— START OF Page excerpt —

Ingredients
8 servings
- •1 pound cubed cooked turkey
- •½ cup salted butter
- •1 cup chopped onion
- •1 ½ cups diced potatoes
- •1 ½ cups diced carrots
- •¾ cup diced celery
- •¾ cup diced fresh mushrooms
- •2 teaspoons minced garlic
- •½ cup all-purpose flour
- •1 tablespoon chopped fresh thyme
- •½ teaspoon ground sage
- •½ teaspoon salt
- •¼ teaspoon ground black pepper
- •5 cups turkey broth
- •1 cup frozen peas
- •2 (9 inch) unbaked pie crusts
Instructions
- Preheat the oven to 425 degrees F (220 degrees C).

— END OF Page excerpt —
— START OF Supplied data —

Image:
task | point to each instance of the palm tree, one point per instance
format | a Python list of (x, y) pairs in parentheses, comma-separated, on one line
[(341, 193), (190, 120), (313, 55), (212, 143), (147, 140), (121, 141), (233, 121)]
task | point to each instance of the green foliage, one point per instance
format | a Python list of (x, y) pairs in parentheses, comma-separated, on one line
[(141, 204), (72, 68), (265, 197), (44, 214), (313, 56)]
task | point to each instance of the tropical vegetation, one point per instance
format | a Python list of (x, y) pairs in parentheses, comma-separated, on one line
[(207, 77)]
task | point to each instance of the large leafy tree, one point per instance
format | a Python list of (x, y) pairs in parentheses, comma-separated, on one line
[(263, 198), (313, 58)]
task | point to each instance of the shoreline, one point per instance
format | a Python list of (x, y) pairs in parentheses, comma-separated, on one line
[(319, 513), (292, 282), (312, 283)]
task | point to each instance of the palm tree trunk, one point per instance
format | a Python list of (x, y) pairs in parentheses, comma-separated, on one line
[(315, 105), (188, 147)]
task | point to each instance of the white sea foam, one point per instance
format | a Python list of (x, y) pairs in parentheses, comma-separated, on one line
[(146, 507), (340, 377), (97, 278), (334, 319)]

— END OF Supplied data —
— START OF Supplied data —

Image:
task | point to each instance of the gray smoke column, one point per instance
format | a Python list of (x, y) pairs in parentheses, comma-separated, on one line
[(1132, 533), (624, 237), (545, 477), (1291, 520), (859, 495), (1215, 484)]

— END OF Supplied data —

Requests:
**A.** Answer these questions about the turkey recipe:
(i) How many servings does it make?
(ii) How much turkey broth does it call for?
(iii) To what temperature is the oven preheated?
**B.** Format the entries from the line with "trunk, one point per instance" up to and including the line with "[(146, 507), (340, 377), (97, 278), (334, 319)]" as a two-column CSV with the headers request and reply. Give one row per entry, with each field in double quotes and line breaks replaced by spaces.
The turkey recipe and the entries are unrelated material.

Solutions to the exercise:
**A.**
(i) 8 servings
(ii) 5 cups
(iii) 425 degrees F (220 degrees C)

**B.**
request,reply
"task | point to each instance of the palm tree trunk, one point per instance format | a Python list of (x, y) pairs in parentheses, comma-separated, on one line","[(315, 105), (188, 147)]"
"task | point to each instance of the white sea foam, one point per instance format | a Python list of (x, y) pairs in parentheses, comma-separated, on one line","[(146, 507), (340, 377), (97, 278), (334, 319)]"